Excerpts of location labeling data
******************************

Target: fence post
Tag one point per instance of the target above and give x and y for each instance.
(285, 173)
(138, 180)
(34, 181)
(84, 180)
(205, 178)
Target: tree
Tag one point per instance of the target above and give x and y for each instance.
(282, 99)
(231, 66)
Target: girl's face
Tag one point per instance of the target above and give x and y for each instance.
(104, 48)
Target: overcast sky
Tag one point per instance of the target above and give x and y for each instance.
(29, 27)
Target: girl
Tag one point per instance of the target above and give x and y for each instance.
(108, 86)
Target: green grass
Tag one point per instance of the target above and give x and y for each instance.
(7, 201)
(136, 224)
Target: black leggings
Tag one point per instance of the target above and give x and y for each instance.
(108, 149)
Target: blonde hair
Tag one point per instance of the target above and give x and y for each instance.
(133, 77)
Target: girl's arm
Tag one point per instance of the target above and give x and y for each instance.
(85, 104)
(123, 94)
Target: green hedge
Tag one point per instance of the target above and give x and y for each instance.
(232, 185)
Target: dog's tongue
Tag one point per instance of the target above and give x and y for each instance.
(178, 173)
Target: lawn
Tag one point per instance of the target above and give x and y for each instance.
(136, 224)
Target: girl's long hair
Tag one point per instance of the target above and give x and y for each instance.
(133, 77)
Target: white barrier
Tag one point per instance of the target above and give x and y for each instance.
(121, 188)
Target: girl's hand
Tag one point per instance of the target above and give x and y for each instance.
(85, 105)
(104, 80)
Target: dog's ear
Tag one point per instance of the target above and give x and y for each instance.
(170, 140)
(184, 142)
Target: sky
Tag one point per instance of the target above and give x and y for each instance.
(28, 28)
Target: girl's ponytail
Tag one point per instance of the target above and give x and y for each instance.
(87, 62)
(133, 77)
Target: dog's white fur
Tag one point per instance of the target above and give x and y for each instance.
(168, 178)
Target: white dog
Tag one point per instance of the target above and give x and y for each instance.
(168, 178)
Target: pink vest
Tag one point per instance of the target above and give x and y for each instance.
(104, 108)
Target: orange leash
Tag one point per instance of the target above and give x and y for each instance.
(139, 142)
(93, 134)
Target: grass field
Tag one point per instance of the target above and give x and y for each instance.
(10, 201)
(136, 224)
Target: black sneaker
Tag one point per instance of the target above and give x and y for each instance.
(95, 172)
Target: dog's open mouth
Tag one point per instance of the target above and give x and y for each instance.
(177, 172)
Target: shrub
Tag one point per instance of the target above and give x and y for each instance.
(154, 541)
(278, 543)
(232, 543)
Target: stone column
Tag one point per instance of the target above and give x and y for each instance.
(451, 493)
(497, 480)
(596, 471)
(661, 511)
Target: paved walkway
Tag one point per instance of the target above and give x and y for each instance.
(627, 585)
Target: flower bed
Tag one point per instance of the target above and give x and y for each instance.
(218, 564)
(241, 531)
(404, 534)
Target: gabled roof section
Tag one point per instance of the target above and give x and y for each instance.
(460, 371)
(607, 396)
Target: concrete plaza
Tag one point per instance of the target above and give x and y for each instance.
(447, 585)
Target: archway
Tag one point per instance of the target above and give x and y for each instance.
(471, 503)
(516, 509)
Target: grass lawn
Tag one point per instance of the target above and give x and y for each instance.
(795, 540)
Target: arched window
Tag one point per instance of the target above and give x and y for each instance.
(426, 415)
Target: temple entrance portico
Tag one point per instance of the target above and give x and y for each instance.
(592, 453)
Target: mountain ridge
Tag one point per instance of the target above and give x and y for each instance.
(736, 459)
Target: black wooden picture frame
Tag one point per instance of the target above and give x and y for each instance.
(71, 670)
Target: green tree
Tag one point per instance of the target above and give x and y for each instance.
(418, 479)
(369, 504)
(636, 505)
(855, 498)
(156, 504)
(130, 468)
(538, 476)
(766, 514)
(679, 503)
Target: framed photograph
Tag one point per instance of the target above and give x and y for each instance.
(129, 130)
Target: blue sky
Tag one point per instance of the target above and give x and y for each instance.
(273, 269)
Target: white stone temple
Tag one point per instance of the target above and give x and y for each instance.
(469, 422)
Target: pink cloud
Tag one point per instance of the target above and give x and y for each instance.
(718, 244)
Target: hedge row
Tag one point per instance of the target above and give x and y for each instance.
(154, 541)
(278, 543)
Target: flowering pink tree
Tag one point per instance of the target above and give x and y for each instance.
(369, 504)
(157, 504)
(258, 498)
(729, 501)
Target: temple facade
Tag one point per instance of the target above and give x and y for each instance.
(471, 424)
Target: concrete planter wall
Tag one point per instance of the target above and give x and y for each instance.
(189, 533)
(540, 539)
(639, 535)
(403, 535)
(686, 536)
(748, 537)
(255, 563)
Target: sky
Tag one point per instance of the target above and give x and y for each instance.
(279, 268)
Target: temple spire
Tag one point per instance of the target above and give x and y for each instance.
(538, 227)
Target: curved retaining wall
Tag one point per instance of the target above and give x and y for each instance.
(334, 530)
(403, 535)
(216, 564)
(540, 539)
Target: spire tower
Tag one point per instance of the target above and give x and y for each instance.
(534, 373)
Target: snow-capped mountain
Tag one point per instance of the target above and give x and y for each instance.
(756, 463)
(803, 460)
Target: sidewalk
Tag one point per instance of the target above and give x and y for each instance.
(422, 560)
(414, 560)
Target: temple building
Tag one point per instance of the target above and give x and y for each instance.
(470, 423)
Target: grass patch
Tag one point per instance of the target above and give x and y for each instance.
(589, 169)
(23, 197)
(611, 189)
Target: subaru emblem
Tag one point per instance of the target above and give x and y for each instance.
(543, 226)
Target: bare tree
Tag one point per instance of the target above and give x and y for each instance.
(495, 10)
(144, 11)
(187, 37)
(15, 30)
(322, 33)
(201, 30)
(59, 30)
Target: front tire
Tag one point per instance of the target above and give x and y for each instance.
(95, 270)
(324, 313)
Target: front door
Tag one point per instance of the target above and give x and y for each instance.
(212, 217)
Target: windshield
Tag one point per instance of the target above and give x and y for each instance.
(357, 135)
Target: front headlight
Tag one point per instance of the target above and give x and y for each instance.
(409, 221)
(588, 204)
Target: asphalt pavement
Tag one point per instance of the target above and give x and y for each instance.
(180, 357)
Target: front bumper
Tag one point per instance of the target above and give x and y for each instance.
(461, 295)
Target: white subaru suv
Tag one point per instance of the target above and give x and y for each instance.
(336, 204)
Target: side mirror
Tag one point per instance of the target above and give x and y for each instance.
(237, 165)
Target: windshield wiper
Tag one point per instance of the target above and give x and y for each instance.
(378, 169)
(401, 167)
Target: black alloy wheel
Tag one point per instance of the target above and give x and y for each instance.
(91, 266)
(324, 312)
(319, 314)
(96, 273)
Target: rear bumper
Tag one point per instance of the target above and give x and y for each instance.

******************************

• [EXERCISE AIM]: Would you reproduce all the entries exactly?

• [WRITTEN ANSWER]:
Target: fence post
Tag one point per instance of the target above and give x and y for each instance.
(285, 173)
(138, 180)
(34, 181)
(84, 180)
(205, 178)
Target: tree
Tag one point per instance of the target above and give x and y for each instance.
(282, 99)
(231, 66)
Target: girl's face
Tag one point per instance of the target above and give x and y for each instance.
(104, 48)
Target: overcast sky
Tag one point per instance of the target above and give x and y for each instance.
(29, 27)
Target: girl
Tag one point per instance of the target above and give x and y for each instance.
(108, 86)
Target: green grass
Tag one point per instance of the target above and give x and y for each instance.
(7, 201)
(136, 224)
Target: black leggings
Tag one point per instance of the target above and give x and y for each instance.
(108, 149)
Target: blonde hair
Tag one point per instance of the target above and give x and y for each instance.
(133, 77)
Target: girl's arm
Tag one point per instance of the target above and give x and y for each instance.
(85, 104)
(123, 94)
Target: green hedge
Tag one point per instance of the target above and give x and y for each instance.
(232, 185)
Target: dog's tongue
Tag one point per instance of the target above and give x and y for each instance.
(178, 173)
Target: lawn
Tag one point per instance of the target above and give x and y for each instance.
(136, 224)
Target: girl's long hair
Tag one point per instance of the target above and give x and y for each instance.
(133, 77)
Target: white barrier
Tag one point per instance of the target above and give x and y for each instance.
(121, 188)
Target: girl's hand
Tag one point per instance of the target above and give x and y for each instance.
(85, 105)
(104, 80)
Target: dog's ear
Tag one point per instance of the target above and give x and y for each instance.
(170, 140)
(184, 142)
Target: sky
Tag one point per instance of the target above and give x and y for each instance.
(28, 28)
Target: girl's ponytail
Tag one point per instance of the target above and give x and y for each instance.
(87, 62)
(133, 77)
Target: dog's white fur
Tag one point per instance of the target above and give x and y for each instance.
(168, 178)
Target: white dog
Tag one point per instance of the target above and give x and y for each instance.
(168, 178)
Target: pink vest
Tag one point per instance of the target above and give x and y for each instance.
(104, 108)
Target: orange leash
Tag one point per instance of the target above and give x and y for each instance.
(139, 142)
(93, 134)
Target: grass field
Tag one point per instance of the target above and give x and y for each instance.
(10, 201)
(136, 224)
Target: black sneaker
Tag one point per instance of the target above and give x and y for each instance.
(95, 172)
Target: dog's open mouth
Tag one point per instance of the target above and give x and y for each instance.
(177, 172)
Target: shrub
Tag one point per instance of the target above and give x and y for each instance.
(154, 541)
(278, 543)
(232, 543)
Target: stone column
Tag one point per instance of the target above and give x and y for each instance.
(451, 493)
(497, 480)
(596, 471)
(661, 511)
Target: paved walkway
Tag one point per instance of the target above and give x and y for each instance.
(627, 585)
Target: flower bed
Tag one point per instance of the target above and give x and y for each instance.
(218, 564)
(241, 531)
(404, 534)
Target: gabled roof section
Tag one point per instance of the target above and give x and y for each instance.
(460, 371)
(607, 396)
Target: concrete plaza
Tag one point per instance of the target above and give x and y for each instance.
(447, 585)
Target: archway
Tag one point per instance of the target above and give x and y for each instance.
(471, 503)
(516, 509)
Target: grass lawn
Tag one point per instance of the target above and give x and y for each instance.
(795, 540)
Target: arched window
Tag one point per instance of the target above and give x and y for each instance.
(426, 415)
Target: temple entrance portico
Tag one point per instance of the target above and give x and y for each instance.
(592, 453)
Target: mountain ridge
Tag one point per instance of the target above and give x and y for each instance.
(736, 459)
Target: black wooden picture frame
Tag one point per instance of the target above and give x and y for each instance.
(71, 670)
Target: green tree
Tag one point per instance of the target above and give x and y for each instance.
(418, 479)
(369, 504)
(636, 505)
(855, 498)
(156, 504)
(130, 468)
(538, 476)
(766, 514)
(679, 503)
Target: framed photograph
Tag one point per instance of the target above and give x and y for each instance.
(129, 130)
Target: blue sky
Tag one point per instance of the target above and give x and y for each instance.
(273, 269)
Target: white stone temple
Tag one point per instance of the target above and give x and y for each instance.
(469, 422)
Target: pink cloud
Tag one point per instance of the target above and give x and y for each instance.
(718, 244)
Target: hedge row
Tag one point per instance of the target above and give x and y for each instance.
(154, 541)
(278, 543)
Target: flowering pink tree
Tag one point per instance of the target above and give x and y for each instance.
(369, 504)
(157, 504)
(258, 498)
(729, 501)
Target: temple facade
Tag one point per instance of the target above and give x and y for each instance.
(471, 424)
Target: concrete planter wall
Tag one point per instance of the target above and give x and y for each instance.
(189, 533)
(540, 539)
(639, 535)
(403, 535)
(686, 536)
(748, 537)
(255, 563)
Target: sky
Tag one point per instance of the target above and give x and y for each instance.
(279, 268)
Target: temple spire
Tag one point per instance of the target above and give x and y for each instance.
(538, 227)
Target: curved retaining wall
Tag one point per instance of the target above and give x and y for each instance.
(334, 530)
(403, 535)
(216, 564)
(540, 539)
Target: spire tower
Tag one point per instance of the target above and give x and y for each instance.
(534, 373)
Target: snow-capped mountain
Tag one point per instance of the target above and give x and y for each instance.
(756, 463)
(803, 460)
Target: sidewalk
Tag one point per instance of the target above and give x and y for each instance.
(422, 560)
(414, 560)
Target: temple building
Tag one point per instance of the target above and give x and y for each instance.
(470, 423)
Target: grass patch
Tag one point per instance of the target above and give x and y for each instance.
(589, 169)
(23, 197)
(611, 189)
Target: subaru emblem
Tag one point per instance of the target above and give x and y for each instance.
(543, 226)
Target: bare tree
Tag one point per instance of the target above and give x and y for each instance.
(495, 10)
(144, 11)
(187, 37)
(15, 30)
(322, 33)
(201, 30)
(59, 30)
Target: front tire
Tag one point per instance of the target above and give x and y for each instance.
(95, 270)
(324, 313)
Target: front door
Tag one point per instance of the target above and give x and y for each instance.
(212, 217)
Target: windshield
Tag one point per instance of the target above and give x and y for each instance.
(357, 135)
Target: front headlight
Tag one point per instance of the target above and give x and y for each instance.
(409, 221)
(588, 204)
Target: asphalt pavement
Tag one point per instance of the target above and give x and y for each instance.
(180, 357)
Target: front bumper
Tag one point per instance of the target above and give x and y for each instance.
(461, 295)
Target: white subaru suv
Tag one point per instance of the target above and give x and y for each instance.
(336, 204)
Target: side mirror
Tag one point per instance of the target above and give x and y for each instance.
(237, 165)
Target: windshield wiper
Tag one point per instance of the target above and give x and y for each instance.
(378, 169)
(401, 167)
Target: black alloy wheel
Tag one point per instance of the target above and give x and y for each instance.
(91, 266)
(324, 312)
(319, 314)
(96, 273)
Target: rear bumper
Tag one point per instance of the target above and give x and y for each instance.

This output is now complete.